**The task**
Where a line has odd spacing or punctuation, keep it; transcribe all the entries exactly.
##### Material supplied #####
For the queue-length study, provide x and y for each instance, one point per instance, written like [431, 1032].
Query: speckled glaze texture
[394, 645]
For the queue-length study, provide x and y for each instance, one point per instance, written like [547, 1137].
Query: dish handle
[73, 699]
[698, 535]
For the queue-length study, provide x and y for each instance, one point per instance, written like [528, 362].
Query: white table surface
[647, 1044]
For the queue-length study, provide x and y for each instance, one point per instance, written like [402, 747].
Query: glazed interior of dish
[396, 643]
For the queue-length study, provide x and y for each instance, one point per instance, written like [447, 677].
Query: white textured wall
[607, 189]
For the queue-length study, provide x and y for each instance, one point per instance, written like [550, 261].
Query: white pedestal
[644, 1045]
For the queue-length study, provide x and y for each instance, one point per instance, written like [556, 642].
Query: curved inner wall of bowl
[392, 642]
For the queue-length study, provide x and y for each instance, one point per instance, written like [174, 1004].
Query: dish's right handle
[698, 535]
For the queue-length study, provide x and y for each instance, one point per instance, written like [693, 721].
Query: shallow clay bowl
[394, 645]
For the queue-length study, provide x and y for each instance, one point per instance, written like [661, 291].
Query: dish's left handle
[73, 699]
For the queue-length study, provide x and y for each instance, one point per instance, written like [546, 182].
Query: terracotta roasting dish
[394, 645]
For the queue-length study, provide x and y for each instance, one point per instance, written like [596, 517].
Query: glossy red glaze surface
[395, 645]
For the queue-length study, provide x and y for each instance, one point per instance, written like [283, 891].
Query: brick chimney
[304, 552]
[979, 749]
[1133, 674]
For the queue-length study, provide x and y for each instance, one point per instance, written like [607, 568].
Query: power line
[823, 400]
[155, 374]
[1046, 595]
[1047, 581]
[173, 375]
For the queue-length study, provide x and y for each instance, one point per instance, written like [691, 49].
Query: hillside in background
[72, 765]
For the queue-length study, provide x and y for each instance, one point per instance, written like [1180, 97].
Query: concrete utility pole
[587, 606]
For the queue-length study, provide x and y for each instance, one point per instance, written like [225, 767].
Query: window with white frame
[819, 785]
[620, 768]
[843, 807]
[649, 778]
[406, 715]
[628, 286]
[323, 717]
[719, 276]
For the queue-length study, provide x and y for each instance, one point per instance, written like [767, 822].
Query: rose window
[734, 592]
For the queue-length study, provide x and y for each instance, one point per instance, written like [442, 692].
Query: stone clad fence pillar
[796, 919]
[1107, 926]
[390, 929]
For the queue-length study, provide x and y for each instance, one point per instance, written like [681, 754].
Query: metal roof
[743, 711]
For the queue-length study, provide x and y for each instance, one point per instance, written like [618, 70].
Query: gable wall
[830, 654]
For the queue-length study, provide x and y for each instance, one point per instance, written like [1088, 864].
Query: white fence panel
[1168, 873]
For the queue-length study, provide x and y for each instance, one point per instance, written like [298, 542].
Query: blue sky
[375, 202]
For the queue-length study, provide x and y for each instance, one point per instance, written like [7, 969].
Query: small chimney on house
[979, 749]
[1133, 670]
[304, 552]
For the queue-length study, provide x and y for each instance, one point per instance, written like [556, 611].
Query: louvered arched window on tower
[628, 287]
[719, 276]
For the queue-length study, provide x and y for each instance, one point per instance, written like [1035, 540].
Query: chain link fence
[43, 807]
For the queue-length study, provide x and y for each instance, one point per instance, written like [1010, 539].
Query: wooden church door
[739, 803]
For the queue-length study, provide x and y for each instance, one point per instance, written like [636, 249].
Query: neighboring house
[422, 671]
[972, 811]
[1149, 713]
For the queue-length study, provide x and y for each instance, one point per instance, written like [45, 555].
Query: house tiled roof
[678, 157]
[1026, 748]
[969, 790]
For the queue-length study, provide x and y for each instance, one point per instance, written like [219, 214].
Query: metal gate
#####
**Completed exercise**
For the queue-length study, provide x and y for each instance, one point per instance, written like [431, 1032].
Query: speckled glaze texture
[394, 645]
For the queue-length study, provide x and y for each instance, one point per instance, written like [547, 1137].
Query: dish handle
[73, 699]
[698, 535]
For the queue-length study, provide x and y for each instance, one point per instance, written like [528, 362].
Query: white table surface
[647, 1044]
For the queue-length study, provide x and y for each instance, one point per instance, written like [402, 747].
Query: glazed interior of dish
[396, 643]
For the queue-length study, provide x and y for each instance, one point per instance, written like [447, 677].
Query: white textured wall
[607, 189]
For the queue-length study, provide x and y for each instance, one point per instance, written like [550, 261].
Query: white pedestal
[644, 1045]
For the queue-length study, provide x and y for each instance, one point per instance, written like [556, 642].
Query: curved inner wall of bowl
[392, 642]
For the queue-length study, provide x and y for each instance, one point per instance, written like [174, 1004].
Query: dish's right handle
[698, 535]
For the queue-length study, provide x and y for each instance, one point per instance, written like [693, 721].
Query: shallow clay bowl
[394, 645]
For the queue-length study, provide x and y for each instance, one point per instance, written like [661, 291].
Query: dish's left handle
[73, 699]
For the queue-length study, provide x and y for each instance, one point per instance, written like [546, 182].
Query: terracotta roasting dish
[394, 645]
For the queue-length study, provide x and y for each instance, one point per instance, written like [596, 517].
Query: glossy red glaze surface
[395, 645]
For the queue-length study, provide x and y for each instance, one point per instance, written like [283, 891].
Query: brick chimney
[304, 552]
[979, 749]
[1133, 674]
For the queue-length study, provide x and y for each instance, one point per instance, written like [607, 568].
Query: power line
[823, 400]
[155, 374]
[1046, 595]
[1047, 581]
[173, 375]
For the queue-length study, provide x and y for each instance, one point per instance, written like [691, 49].
Query: hillside in background
[72, 765]
For the queue-length study, provide x and y for each instance, one point per instance, written like [1180, 97].
Query: concrete utility pole
[587, 606]
For the queue-length study, provide x and y for each instance, one point per instance, written like [225, 767].
Query: window with white frame
[819, 785]
[620, 768]
[843, 807]
[649, 778]
[406, 715]
[628, 286]
[323, 717]
[719, 276]
For the queue-length study, provide x and y for each instance, one point per instance, written like [767, 822].
Query: rose window
[734, 592]
For the queue-length study, provide x and y for each instance, one point per instance, written like [442, 692].
Query: stone clad fence pillar
[796, 919]
[1107, 926]
[390, 929]
For the queue-length study, provide x and y for each instance, one point per instance, written like [681, 754].
Query: metal roof
[743, 711]
For the queue-length study, provide x and y for each instance, one point per instance, written like [618, 70].
Query: gable wall
[830, 654]
For the queue-length study, provide x and y for each instance, one point per instance, written like [1088, 864].
Query: white fence panel
[1168, 873]
For the queue-length study, provide x and y for each instance, one point per instance, written like [298, 542].
Query: blue sky
[375, 202]
For the queue-length study, provide x and y for each instance, one point per instance, written like [7, 969].
Query: small chimney on house
[979, 749]
[1133, 670]
[304, 552]
For the queue-length study, provide x and y for each instance, one point per instance, written like [556, 611].
Query: louvered arched window on tower
[628, 287]
[719, 276]
For the queue-length study, provide x and y for each instance, one point per instance, written like [1035, 540].
Query: chain link fence
[43, 807]
For the queue-length study, provide x and y for each instance, one point per instance, written like [1010, 539].
Query: wooden church door
[739, 803]
For the queue-length study, provide x and y for each instance, one point per instance, written like [636, 249].
Query: neighboring house
[422, 671]
[972, 811]
[1149, 713]
For the queue-length study, provide x and y for each instance, one point per instance, written like [45, 555].
Query: house tiled roof
[678, 157]
[1026, 748]
[969, 790]
For the queue-length study, provide x and y for each instance, one point per instance, written like [219, 214].
Query: metal gate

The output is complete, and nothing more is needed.